## Material supplied
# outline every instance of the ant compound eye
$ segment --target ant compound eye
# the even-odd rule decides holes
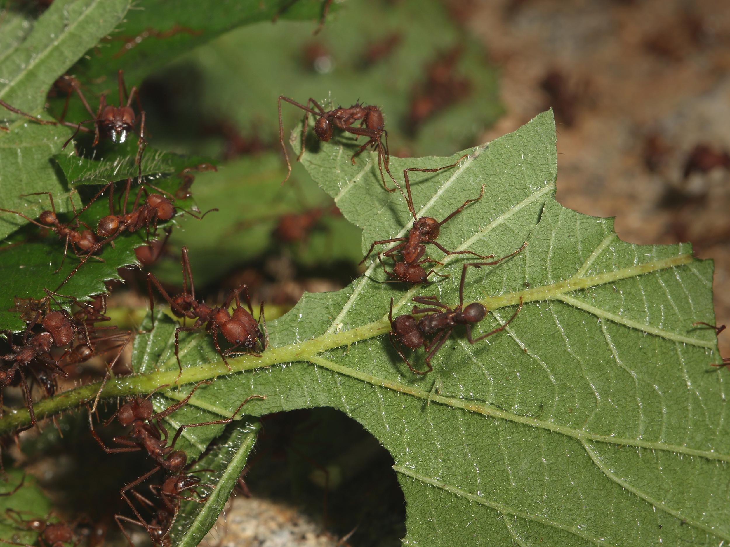
[[[101,237],[109,237],[112,235],[117,228],[119,228],[119,219],[113,214],[104,217],[99,221],[96,227],[96,233]]]
[[[41,213],[39,220],[41,221],[41,224],[47,225],[55,224],[58,222],[55,214],[52,211],[44,211]]]

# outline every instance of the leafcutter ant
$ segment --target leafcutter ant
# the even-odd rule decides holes
[[[188,404],[191,397],[193,396],[193,394],[195,393],[197,389],[202,384],[210,383],[210,381],[202,381],[196,384],[195,387],[193,388],[188,396],[183,400],[171,405],[165,410],[156,414],[153,408],[152,402],[150,401],[148,398],[133,399],[128,403],[123,405],[120,407],[119,410],[118,410],[111,416],[111,418],[107,421],[106,423],[106,425],[108,425],[111,421],[114,419],[114,418],[116,418],[117,421],[119,422],[122,426],[125,427],[131,427],[131,430],[129,434],[122,437],[114,438],[114,442],[117,444],[121,445],[121,446],[118,448],[109,448],[104,443],[104,441],[101,441],[99,435],[93,429],[93,424],[91,419],[92,413],[89,413],[89,426],[91,430],[91,434],[105,452],[107,454],[116,454],[120,452],[133,452],[146,450],[150,457],[155,460],[156,465],[154,468],[120,490],[122,497],[124,498],[124,500],[134,512],[134,515],[137,517],[137,519],[139,519],[139,522],[137,524],[142,523],[142,526],[145,526],[147,529],[153,541],[158,541],[159,535],[158,532],[146,523],[145,519],[139,514],[137,508],[131,503],[131,500],[130,500],[127,497],[127,492],[131,490],[131,489],[134,488],[138,484],[140,484],[146,481],[161,469],[165,469],[177,476],[180,476],[182,473],[183,470],[185,470],[187,466],[188,456],[182,450],[175,450],[174,446],[175,443],[177,442],[177,439],[180,438],[180,435],[185,429],[188,427],[200,427],[207,425],[222,425],[225,424],[230,424],[234,421],[236,416],[241,411],[241,408],[243,408],[243,406],[250,400],[252,399],[266,399],[266,396],[264,395],[250,395],[239,406],[238,408],[236,409],[236,411],[233,413],[230,418],[220,420],[213,420],[211,422],[204,422],[199,424],[185,424],[181,425],[177,429],[177,432],[175,433],[174,436],[172,438],[172,443],[170,443],[168,446],[167,442],[169,434],[167,430],[165,428],[164,425],[163,425],[161,420],[183,406]],[[161,386],[161,387],[164,387],[165,386]],[[185,481],[185,480],[182,480],[180,484],[176,483],[168,484],[166,483],[164,484],[164,489],[166,486],[167,486],[167,489],[164,491],[164,493],[166,496],[166,497],[165,496],[163,497],[164,501],[166,503],[167,502],[172,502],[172,500],[176,499],[175,496],[179,495],[179,492],[175,491],[176,487],[182,487],[189,484],[189,481]],[[188,489],[193,486],[194,484],[191,484],[188,486]],[[177,513],[177,511],[175,511],[175,513]],[[122,519],[124,520],[125,519]],[[134,522],[134,521],[131,521]],[[118,520],[117,522],[120,524],[120,527],[121,527],[121,523],[119,520]],[[123,529],[124,529],[122,528],[123,531]],[[125,535],[126,535],[126,532],[125,532]],[[128,536],[127,537],[127,539],[128,539]],[[131,543],[131,542],[130,542],[130,543]]]
[[[388,131],[384,128],[385,121],[383,118],[383,112],[377,106],[364,105],[356,103],[349,108],[338,106],[334,110],[325,110],[319,103],[313,98],[310,98],[307,101],[307,106],[300,104],[293,99],[280,96],[279,97],[279,142],[281,143],[281,149],[284,151],[284,158],[286,160],[287,174],[284,179],[284,182],[289,179],[291,174],[291,163],[289,162],[289,155],[287,153],[286,147],[284,145],[284,124],[281,120],[281,101],[285,101],[290,104],[293,104],[297,108],[301,108],[306,114],[304,115],[304,127],[301,128],[301,151],[297,156],[296,160],[301,159],[304,153],[304,142],[307,136],[307,124],[309,123],[310,115],[317,117],[315,122],[315,133],[320,141],[328,142],[332,138],[332,133],[335,128],[341,129],[347,133],[357,135],[362,135],[368,137],[369,140],[358,149],[357,152],[350,157],[353,164],[355,164],[355,157],[364,152],[369,146],[372,145],[377,150],[377,166],[380,170],[380,178],[383,179],[383,187],[388,192],[395,192],[395,188],[388,188],[385,184],[385,177],[383,174],[385,168],[388,176],[393,182],[398,185],[398,182],[391,174],[390,168],[390,153],[388,151]],[[310,104],[314,105],[317,110],[310,108]],[[319,112],[318,112],[318,110]],[[356,122],[360,122],[359,127],[353,127]],[[383,136],[385,136],[385,144],[383,144]],[[282,183],[283,184],[283,182]]]
[[[464,284],[466,279],[466,268],[469,266],[480,268],[481,266],[491,266],[499,264],[506,258],[514,256],[526,247],[527,244],[523,245],[515,252],[507,255],[506,257],[500,258],[499,260],[493,262],[471,263],[464,264],[461,268],[461,283],[458,290],[458,305],[452,309],[448,306],[442,303],[435,296],[417,296],[413,298],[413,301],[429,306],[427,308],[418,308],[413,306],[410,315],[399,315],[393,319],[393,298],[391,298],[391,309],[388,312],[388,319],[391,322],[391,327],[393,330],[388,334],[391,344],[398,352],[398,354],[403,358],[403,361],[408,368],[416,374],[427,374],[434,370],[431,365],[431,360],[434,358],[437,352],[441,349],[454,327],[459,325],[466,326],[466,339],[469,344],[476,344],[480,340],[483,340],[488,336],[503,330],[512,319],[517,317],[522,309],[522,299],[520,299],[520,306],[517,311],[512,314],[504,325],[501,327],[491,330],[486,334],[478,338],[472,338],[472,325],[478,323],[487,315],[487,309],[483,304],[479,302],[472,302],[466,306],[464,305]],[[420,319],[414,317],[414,315],[426,314]],[[430,340],[429,339],[430,337]],[[408,362],[403,352],[396,345],[395,340],[402,344],[404,346],[411,349],[418,349],[423,346],[426,350],[426,364],[429,367],[428,371],[418,371]]]
[[[397,245],[391,247],[387,251],[385,251],[383,253],[378,253],[378,260],[380,261],[381,264],[383,264],[383,260],[380,257],[381,255],[385,257],[392,257],[395,253],[399,252],[403,257],[403,262],[396,262],[393,271],[388,271],[384,264],[383,265],[383,270],[388,277],[393,279],[393,282],[402,282],[404,283],[423,283],[428,279],[429,276],[431,274],[436,274],[436,271],[434,270],[431,270],[427,274],[426,272],[426,269],[422,265],[429,263],[437,264],[441,263],[438,260],[429,258],[427,256],[424,257],[424,255],[426,255],[426,244],[433,244],[442,252],[444,252],[446,255],[474,255],[480,258],[493,257],[493,255],[483,256],[482,255],[479,255],[474,251],[469,250],[449,251],[436,241],[441,233],[441,227],[444,224],[464,211],[464,208],[467,205],[479,201],[479,200],[482,198],[482,196],[484,195],[484,185],[482,185],[481,192],[480,193],[478,198],[466,200],[464,202],[463,205],[458,207],[456,211],[448,215],[440,222],[431,217],[421,217],[420,218],[418,218],[415,212],[415,208],[413,206],[413,197],[411,195],[410,182],[408,180],[409,171],[436,173],[444,169],[456,167],[458,165],[459,162],[461,162],[461,160],[466,157],[466,155],[462,156],[456,163],[452,163],[450,166],[445,166],[444,167],[437,167],[434,169],[423,169],[420,168],[411,167],[403,170],[407,195],[406,195],[405,193],[403,193],[403,190],[401,188],[399,185],[398,185],[398,187],[401,190],[401,193],[403,193],[403,197],[406,200],[406,203],[408,205],[408,210],[410,211],[411,214],[413,216],[413,225],[408,233],[408,237],[392,238],[391,239],[381,239],[377,241],[373,241],[372,244],[370,246],[370,249],[367,252],[367,254],[365,255],[363,260],[360,261],[361,264],[367,260],[367,257],[370,256],[370,253],[373,252],[376,245],[383,245],[388,243],[397,243],[400,241],[400,243],[398,243]],[[437,275],[440,274],[437,274]],[[389,282],[385,282],[387,283]]]
[[[261,347],[261,351],[263,352],[269,346],[269,333],[266,330],[266,321],[264,317],[264,303],[261,303],[259,315],[259,321],[264,324],[264,332],[262,333],[258,327],[258,322],[253,318],[253,309],[251,308],[251,300],[246,285],[241,285],[238,289],[232,291],[220,308],[211,308],[203,302],[199,302],[195,296],[195,284],[193,282],[190,259],[188,257],[188,248],[182,247],[182,292],[174,298],[171,298],[153,274],[148,273],[147,278],[147,292],[150,295],[150,309],[152,311],[153,321],[154,321],[155,309],[155,300],[152,295],[153,284],[157,287],[160,294],[169,303],[170,309],[176,317],[196,320],[195,323],[190,327],[178,326],[175,329],[175,357],[177,360],[177,366],[180,367],[180,373],[182,373],[182,365],[180,364],[179,355],[180,333],[196,330],[204,325],[205,325],[205,330],[207,332],[213,333],[215,349],[228,370],[231,370],[231,367],[226,359],[228,355],[245,354],[261,357],[258,353],[239,352],[236,351],[236,349],[242,347],[247,349],[254,349],[258,345]],[[248,305],[247,311],[241,306],[239,298],[239,294],[242,290],[246,296],[246,302]],[[234,298],[236,308],[231,316],[228,312],[228,308]],[[234,344],[233,347],[229,348],[226,352],[222,351],[218,345],[219,330],[228,342]]]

## Description of the task
How many lines in the records above contain the string "target"? Case counts. Give only the number.

## Task answer
2